Яблоки, фрукты и скошенное сено: газовая атака под Сморгонью (19-20.07.1916). История одной братской могилы
Среди военных фотографий доктора Александра Зусмановича, сделанных на «Лейку» в 1916-м году, есть одна, на которой изображена свежая могила, крест, с довольно разборчивой надписью: «Братская могила погибших от удушливых газов, пущенных противником против ст. Залесье. 1916 г.»
Деревня Залесье расположена около Сморгони, небольшого белорусского городка, почти полностью уничтоженного в ходе Первой Мировой войны. Сморгонь называли «русским Верденом», его сравняли с землёй за 810 дней беспрерывных позиционных атак вдоль практически не менявшейся линии фронта. К началу 20-х годов на месте прежнего 16-тысячного городка оставались жить 154 человека
За два с половиной годы окопной войны и немцы, и русские войска несколько раз применяли химическое оружие. Одна из немецких газовых атак, в ночь с 1-го на 2-е августа 1916 года (19-20 июля по старому стилю) убила 286 человек и вывела из строя ещё 3846.
Пострадавшие служили в Кавказской гренадерской дивизии, генерал-лейтенант которой, Дмитрий Парский, подписал специально составленный рапорт о «газобаллонной атаке»:
«Первоначальный запах газового облака был приятный: пахло яблоками, фруктами, скошенным сеном; первые вдыхания газом не производили неприятного ощущения» – и, не привыкшие к газовым атакам солдаты не спешили к своим противогазам.
* * *
## [ЗАДАНИЯ]
A. Какие запахи газового облака названы в отрывке о газовой атаке под Сморгонью? Перечислите все.
B. Соответствуют ли отрывку о газовой атаке под Сморгонью эти утверждения? (i) Сморгонь сравняли с землёй за 810 дней. (ii) Газовая атака убила 3846 человек. (iii) Солдаты сразу надели противогазы.
C. Выведите часть отрывка о газовой атаке под Сморгонью, которая начинается словами «Пострадавшие служили в» и продолжается до слов «к своим противогазам.» включительно.
Данные здесь никакой роли не играют.

## [ИСХОДНЫЕ ДАННЫЕ]
* * *
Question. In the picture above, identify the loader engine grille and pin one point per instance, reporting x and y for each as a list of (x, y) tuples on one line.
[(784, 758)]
* * *
## [ОТВЕТЫ]
A. Яблоки, фрукты, скошенное сено.

B.
(i) Да: «его сравняли с землёй за 810 дней беспрерывных позиционных атак».
(ii) Нет: «убила 286 человек и вывела из строя ещё 3846».
(iii) Нет: «не привыкшие к газовым атакам солдаты не спешили к своим противогазам».

C.
Пострадавшие служили в Кавказской гренадерской дивизии, генерал-лейтенант которой, Дмитрий Парский, подписал специально составленный рапорт о «газобаллонной атаке»:
«Первоначальный запах газового облака был приятный: пахло яблоками, фруктами, скошенным сеном; первые вдыхания газом не производили неприятного ощущения» – и, не привыкшие к газовым атакам солдаты не спешили к своим противогазам.